Exercise goal: Please rewrite the entries from the line that has "Target: mountain range" through the end, substituting "give the location" for "report the position" and leaving everything else unchanged. Omit the pictures from your answer.

____ Data listing

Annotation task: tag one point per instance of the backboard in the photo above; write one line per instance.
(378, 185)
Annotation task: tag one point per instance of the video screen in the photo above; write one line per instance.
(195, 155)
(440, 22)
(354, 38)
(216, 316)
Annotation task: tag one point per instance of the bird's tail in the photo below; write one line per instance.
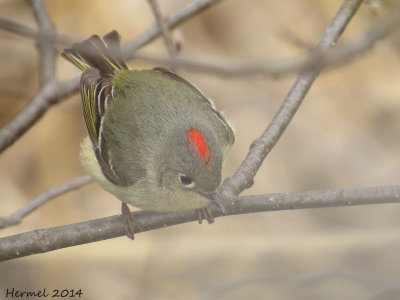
(104, 54)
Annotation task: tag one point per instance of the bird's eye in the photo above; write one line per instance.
(186, 181)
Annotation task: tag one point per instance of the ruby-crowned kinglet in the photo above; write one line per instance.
(155, 141)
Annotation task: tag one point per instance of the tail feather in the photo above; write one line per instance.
(104, 55)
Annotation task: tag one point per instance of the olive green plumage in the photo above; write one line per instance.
(140, 122)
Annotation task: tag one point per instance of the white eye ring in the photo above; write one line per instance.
(186, 181)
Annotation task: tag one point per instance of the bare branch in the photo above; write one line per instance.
(55, 92)
(244, 176)
(42, 199)
(32, 33)
(45, 240)
(163, 28)
(52, 93)
(47, 51)
(321, 58)
(172, 21)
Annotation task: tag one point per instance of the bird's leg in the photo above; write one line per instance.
(205, 213)
(130, 220)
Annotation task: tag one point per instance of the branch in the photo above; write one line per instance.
(172, 21)
(51, 93)
(322, 58)
(163, 29)
(42, 199)
(45, 240)
(47, 51)
(259, 149)
(32, 33)
(54, 92)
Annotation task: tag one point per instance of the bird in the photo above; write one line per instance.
(154, 140)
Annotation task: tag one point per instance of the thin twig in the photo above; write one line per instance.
(62, 40)
(16, 217)
(334, 56)
(172, 21)
(45, 240)
(244, 176)
(163, 28)
(53, 92)
(47, 50)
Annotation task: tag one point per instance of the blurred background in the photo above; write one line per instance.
(345, 135)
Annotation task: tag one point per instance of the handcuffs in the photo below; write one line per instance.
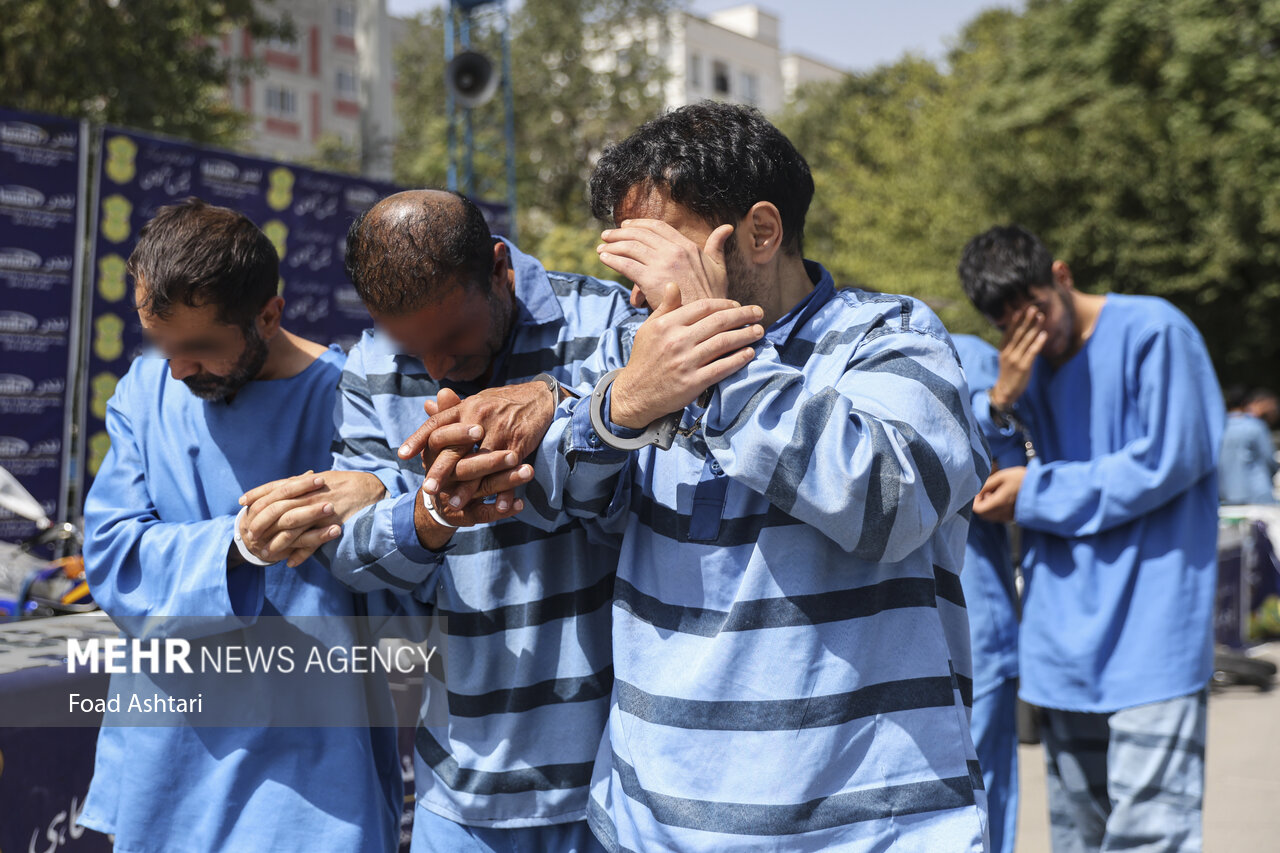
(661, 433)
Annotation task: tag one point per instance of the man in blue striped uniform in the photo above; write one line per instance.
(790, 644)
(506, 744)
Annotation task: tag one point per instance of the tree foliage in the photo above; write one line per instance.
(151, 64)
(1138, 137)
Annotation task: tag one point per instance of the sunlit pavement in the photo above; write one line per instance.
(1242, 797)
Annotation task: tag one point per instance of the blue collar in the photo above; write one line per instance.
(823, 291)
(535, 300)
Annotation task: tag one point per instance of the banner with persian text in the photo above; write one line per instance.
(41, 223)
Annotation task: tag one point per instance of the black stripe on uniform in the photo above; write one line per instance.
(511, 781)
(535, 696)
(794, 819)
(786, 715)
(575, 602)
(813, 609)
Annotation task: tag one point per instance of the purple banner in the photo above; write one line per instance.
(304, 211)
(41, 192)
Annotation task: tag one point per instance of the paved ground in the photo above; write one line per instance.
(1242, 796)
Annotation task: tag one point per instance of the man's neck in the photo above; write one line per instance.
(794, 286)
(288, 355)
(1086, 309)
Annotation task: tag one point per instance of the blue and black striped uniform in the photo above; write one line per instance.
(521, 616)
(790, 644)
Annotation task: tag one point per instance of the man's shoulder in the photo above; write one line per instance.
(146, 374)
(869, 315)
(581, 286)
(1148, 313)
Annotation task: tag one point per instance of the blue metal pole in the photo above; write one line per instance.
(449, 106)
(510, 123)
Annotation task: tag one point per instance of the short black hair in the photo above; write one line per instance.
(713, 159)
(197, 254)
(999, 268)
(1235, 397)
(1258, 395)
(417, 261)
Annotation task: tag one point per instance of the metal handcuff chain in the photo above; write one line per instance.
(661, 433)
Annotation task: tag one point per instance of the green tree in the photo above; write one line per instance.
(577, 80)
(149, 64)
(1138, 138)
(894, 204)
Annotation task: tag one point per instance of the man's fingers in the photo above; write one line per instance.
(702, 309)
(723, 368)
(622, 265)
(261, 523)
(306, 516)
(671, 301)
(503, 484)
(310, 542)
(287, 488)
(485, 463)
(726, 342)
(456, 436)
(442, 469)
(652, 232)
(480, 512)
(734, 318)
(416, 443)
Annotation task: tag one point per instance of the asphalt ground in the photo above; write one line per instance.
(1242, 785)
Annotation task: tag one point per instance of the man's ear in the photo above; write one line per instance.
(759, 237)
(1063, 276)
(270, 315)
(498, 277)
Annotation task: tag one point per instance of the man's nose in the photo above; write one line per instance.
(183, 368)
(438, 366)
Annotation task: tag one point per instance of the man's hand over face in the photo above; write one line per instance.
(289, 519)
(680, 351)
(1022, 343)
(650, 252)
(999, 495)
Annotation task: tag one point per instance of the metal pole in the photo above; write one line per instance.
(469, 174)
(510, 121)
(449, 106)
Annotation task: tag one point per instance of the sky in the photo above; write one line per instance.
(848, 33)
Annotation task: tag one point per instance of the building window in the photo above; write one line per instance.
(282, 101)
(346, 18)
(347, 83)
(287, 44)
(720, 77)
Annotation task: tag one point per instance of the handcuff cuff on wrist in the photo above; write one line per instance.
(557, 392)
(1004, 418)
(435, 514)
(248, 556)
(661, 433)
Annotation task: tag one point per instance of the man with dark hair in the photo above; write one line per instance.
(233, 398)
(506, 742)
(1119, 518)
(1248, 463)
(790, 647)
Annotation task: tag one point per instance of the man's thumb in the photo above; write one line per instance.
(714, 246)
(670, 300)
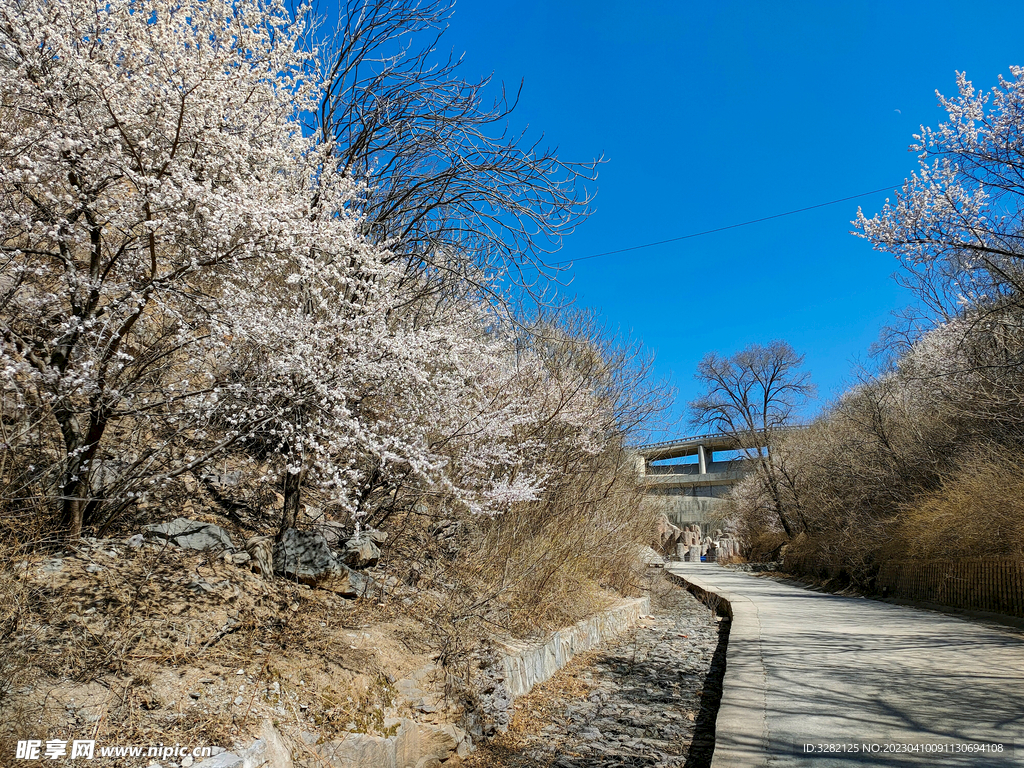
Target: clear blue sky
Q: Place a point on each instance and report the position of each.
(711, 114)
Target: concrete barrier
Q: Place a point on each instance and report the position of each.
(741, 727)
(528, 664)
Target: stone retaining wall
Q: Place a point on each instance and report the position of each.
(525, 665)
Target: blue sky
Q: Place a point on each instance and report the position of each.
(712, 114)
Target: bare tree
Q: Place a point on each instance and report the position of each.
(456, 196)
(451, 189)
(753, 396)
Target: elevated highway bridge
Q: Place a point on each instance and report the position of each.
(694, 492)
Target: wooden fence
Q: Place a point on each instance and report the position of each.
(993, 584)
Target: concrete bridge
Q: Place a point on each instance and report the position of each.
(693, 493)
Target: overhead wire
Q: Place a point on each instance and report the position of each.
(723, 228)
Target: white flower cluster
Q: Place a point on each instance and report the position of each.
(181, 276)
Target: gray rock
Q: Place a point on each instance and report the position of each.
(335, 534)
(305, 557)
(223, 760)
(192, 535)
(360, 553)
(377, 537)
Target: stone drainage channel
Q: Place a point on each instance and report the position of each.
(647, 699)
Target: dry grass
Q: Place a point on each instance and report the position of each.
(977, 511)
(129, 648)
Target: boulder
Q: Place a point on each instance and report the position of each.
(192, 535)
(360, 552)
(260, 551)
(336, 534)
(305, 557)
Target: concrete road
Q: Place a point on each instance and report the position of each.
(821, 680)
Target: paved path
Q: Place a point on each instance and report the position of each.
(807, 668)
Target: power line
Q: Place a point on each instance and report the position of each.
(723, 228)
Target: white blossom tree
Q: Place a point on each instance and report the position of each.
(152, 160)
(957, 223)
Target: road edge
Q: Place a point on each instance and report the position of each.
(741, 727)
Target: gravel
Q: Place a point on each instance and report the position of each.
(638, 702)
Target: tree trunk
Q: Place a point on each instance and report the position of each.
(292, 489)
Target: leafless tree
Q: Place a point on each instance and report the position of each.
(456, 193)
(753, 395)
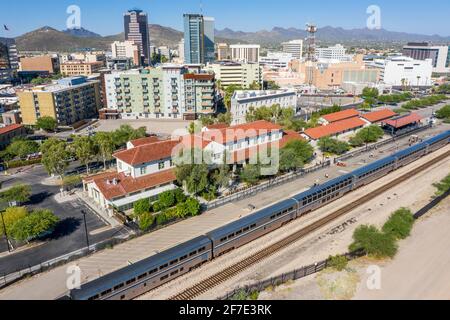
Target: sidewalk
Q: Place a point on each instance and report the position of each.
(103, 215)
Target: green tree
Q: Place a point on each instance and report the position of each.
(84, 149)
(22, 147)
(250, 174)
(399, 224)
(33, 225)
(444, 112)
(11, 216)
(47, 123)
(193, 207)
(19, 193)
(55, 157)
(141, 206)
(106, 145)
(289, 160)
(374, 242)
(146, 221)
(334, 146)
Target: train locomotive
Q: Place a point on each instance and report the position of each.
(143, 276)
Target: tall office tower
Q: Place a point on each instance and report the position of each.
(137, 30)
(208, 27)
(295, 47)
(439, 54)
(9, 61)
(198, 39)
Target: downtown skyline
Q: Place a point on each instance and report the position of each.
(400, 16)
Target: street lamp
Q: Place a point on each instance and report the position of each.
(4, 230)
(85, 228)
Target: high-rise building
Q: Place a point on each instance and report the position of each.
(9, 61)
(223, 52)
(236, 73)
(295, 47)
(198, 39)
(168, 91)
(209, 42)
(69, 101)
(245, 52)
(440, 55)
(137, 30)
(126, 49)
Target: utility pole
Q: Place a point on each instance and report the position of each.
(85, 228)
(4, 231)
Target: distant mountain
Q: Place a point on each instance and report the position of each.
(329, 35)
(82, 33)
(50, 39)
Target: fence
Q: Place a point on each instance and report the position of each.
(285, 277)
(251, 191)
(380, 144)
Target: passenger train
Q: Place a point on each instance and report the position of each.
(143, 276)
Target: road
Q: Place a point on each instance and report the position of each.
(137, 249)
(69, 235)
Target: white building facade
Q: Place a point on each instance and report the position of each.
(245, 52)
(405, 71)
(277, 60)
(243, 101)
(294, 47)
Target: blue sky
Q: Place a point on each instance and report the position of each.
(105, 16)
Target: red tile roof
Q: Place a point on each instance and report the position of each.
(342, 115)
(245, 154)
(380, 115)
(404, 121)
(127, 184)
(334, 128)
(10, 128)
(144, 141)
(148, 152)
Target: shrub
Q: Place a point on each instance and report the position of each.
(166, 199)
(399, 224)
(179, 195)
(193, 207)
(142, 206)
(374, 242)
(146, 221)
(338, 263)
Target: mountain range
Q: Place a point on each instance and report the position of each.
(50, 39)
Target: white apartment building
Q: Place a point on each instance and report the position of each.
(440, 55)
(332, 54)
(242, 101)
(295, 47)
(245, 52)
(404, 71)
(234, 73)
(126, 49)
(277, 60)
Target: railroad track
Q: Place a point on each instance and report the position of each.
(232, 271)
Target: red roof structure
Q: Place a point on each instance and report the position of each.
(403, 121)
(113, 185)
(378, 116)
(342, 115)
(335, 128)
(10, 128)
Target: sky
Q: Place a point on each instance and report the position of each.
(105, 16)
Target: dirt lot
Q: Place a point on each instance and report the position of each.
(421, 270)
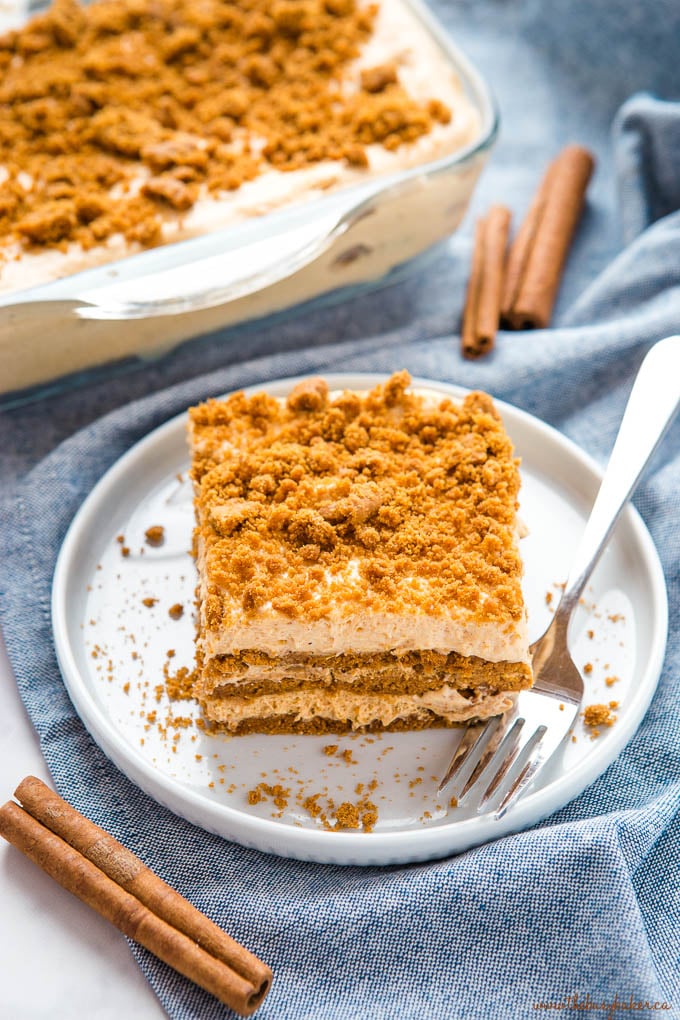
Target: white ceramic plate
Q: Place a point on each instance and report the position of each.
(113, 649)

________

Task response:
Target: mountain range
Q: Place a point on each instance and give the location of each.
(50, 39)
Target: white apartment building
Q: Place a point on each instance and give the location of each.
(440, 55)
(332, 54)
(242, 101)
(295, 47)
(245, 52)
(404, 71)
(234, 73)
(126, 49)
(277, 60)
Target: railroad track
Q: Place a point on each instance and give the location of each.
(232, 271)
Target: red roof structure
Q: Place a point on each instance and give the location of each.
(403, 121)
(113, 185)
(378, 116)
(342, 115)
(335, 128)
(10, 128)
Target: sky
Q: Place a point on each instance and give the location of each.
(105, 16)
Target: dirt lot
Q: Place a point on each instance and give the location of each.
(421, 270)
Target: white ceramic plate
Q: Place a point on each instance and give the location of each.
(113, 649)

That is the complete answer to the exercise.